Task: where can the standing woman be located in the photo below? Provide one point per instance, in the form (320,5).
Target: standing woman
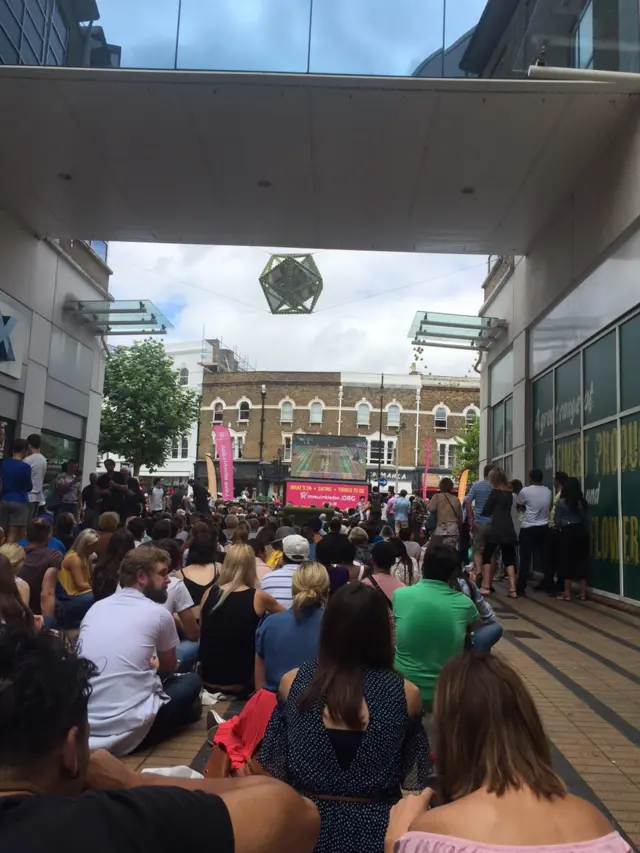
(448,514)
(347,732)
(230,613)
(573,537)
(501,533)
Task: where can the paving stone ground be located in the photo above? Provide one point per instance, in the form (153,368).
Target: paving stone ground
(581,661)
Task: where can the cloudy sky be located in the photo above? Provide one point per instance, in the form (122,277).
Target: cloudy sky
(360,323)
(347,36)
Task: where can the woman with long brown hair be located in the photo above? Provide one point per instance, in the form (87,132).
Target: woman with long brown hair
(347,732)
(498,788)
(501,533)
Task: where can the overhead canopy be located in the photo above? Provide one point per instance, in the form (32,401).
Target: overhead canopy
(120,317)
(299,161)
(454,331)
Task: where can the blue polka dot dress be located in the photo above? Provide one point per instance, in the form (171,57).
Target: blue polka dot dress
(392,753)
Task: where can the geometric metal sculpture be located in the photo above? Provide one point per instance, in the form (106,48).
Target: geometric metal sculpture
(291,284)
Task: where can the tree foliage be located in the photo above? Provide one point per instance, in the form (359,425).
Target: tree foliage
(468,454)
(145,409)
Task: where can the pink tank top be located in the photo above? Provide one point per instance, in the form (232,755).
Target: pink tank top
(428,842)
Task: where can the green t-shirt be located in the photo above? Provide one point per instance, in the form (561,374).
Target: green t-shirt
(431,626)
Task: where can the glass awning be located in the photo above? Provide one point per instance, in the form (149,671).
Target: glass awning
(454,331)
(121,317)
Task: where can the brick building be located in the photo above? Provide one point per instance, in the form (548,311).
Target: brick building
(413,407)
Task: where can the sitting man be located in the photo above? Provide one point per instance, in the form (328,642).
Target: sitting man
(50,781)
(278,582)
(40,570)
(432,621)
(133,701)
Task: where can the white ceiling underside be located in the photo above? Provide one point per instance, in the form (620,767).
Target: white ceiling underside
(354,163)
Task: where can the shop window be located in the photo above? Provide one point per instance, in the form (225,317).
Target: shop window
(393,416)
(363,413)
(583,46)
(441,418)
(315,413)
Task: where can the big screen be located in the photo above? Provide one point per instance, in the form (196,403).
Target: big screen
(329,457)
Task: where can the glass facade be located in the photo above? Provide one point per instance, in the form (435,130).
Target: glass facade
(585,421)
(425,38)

* _Task goal_
Output all of the material above as a numbered list with one entry per line, omitting blank lines and leaving out the picture.

* _Task result_
1. Task: where can the standing woman be located in the photo below? Provide one point per instance, in the form (320,5).
2. Target: standing woman
3. (448,514)
4. (347,732)
5. (230,613)
6. (573,537)
7. (501,533)
8. Task: where can the paving stone ground be located in the photo above? Provide one point per instance, in the form (153,368).
9. Target: paving stone ground
10. (581,661)
11. Task: where can the cloudy sky be located in the photo above? Provide one point per instance, in the form (122,277).
12. Target: cloudy sky
13. (360,323)
14. (347,36)
15. Task: where can the woman with long brown hair be located in the photo above? Provide one point per instance, in the form (87,132).
16. Target: woman with long brown hair
17. (347,732)
18. (498,788)
19. (501,533)
20. Task: where can the overhead canopy be located in the photo above? Provide one point per instance, in the form (32,401).
21. Target: overhead canopy
22. (120,317)
23. (299,161)
24. (454,331)
25. Task: where can the blue polka dot dress be located in the photo above? Provide one point per instance, in the form (171,57).
26. Target: blue polka dot dress
27. (392,753)
28. Task: where can the geometric metal sculpture be located in the photo above? Provide one point per instance, in the form (106,48).
29. Target: geometric metal sculpture
30. (291,284)
31. Task: where can the tree foliage be located in the photo above? Provide one point per instance, in the form (359,425).
32. Target: tree foliage
33. (468,454)
34. (145,409)
35. Task: where can the pink tank top be located in the photo above? Provide one point per instance, in the form (232,755).
36. Target: pink tank top
37. (428,842)
38. Task: where can the green t-shirt be located in the photo above? Provide one point per instance, in the form (561,374).
39. Target: green t-shirt
40. (431,626)
41. Task: where can the glass awning be located in the photo above? Provide one point per instance, in the form (149,671).
42. Target: glass awning
43. (454,331)
44. (121,317)
45. Task: where can the brick building be located in the photo above? Provide one point per instance, in the form (548,311).
46. Target: brick building
47. (413,407)
48. Task: where can the sitting man be located in the photo above? Provide one point per instance, in the form (328,642).
49. Target: sitting man
50. (50,781)
51. (278,582)
52. (40,570)
53. (432,621)
54. (133,701)
55. Task: where can the white ceiling underside be located in the photo above? Provide one point per instance, in the form (620,767).
56. Target: white ceiling underside
57. (354,163)
58. Task: where can the shop window be located in the photo above? Provide one point per instance, in the form (225,317).
59. Target: shop window
60. (393,416)
61. (363,413)
62. (583,46)
63. (441,418)
64. (315,413)
65. Task: where can the big screen be located in the photo above? Provide one point per instance, in the form (196,403).
66. Target: big screen
67. (329,457)
68. Task: where can the glass facade be located in the photo above? Provide one point per instance, in the form (435,130).
69. Target: glass facade
70. (585,421)
71. (425,38)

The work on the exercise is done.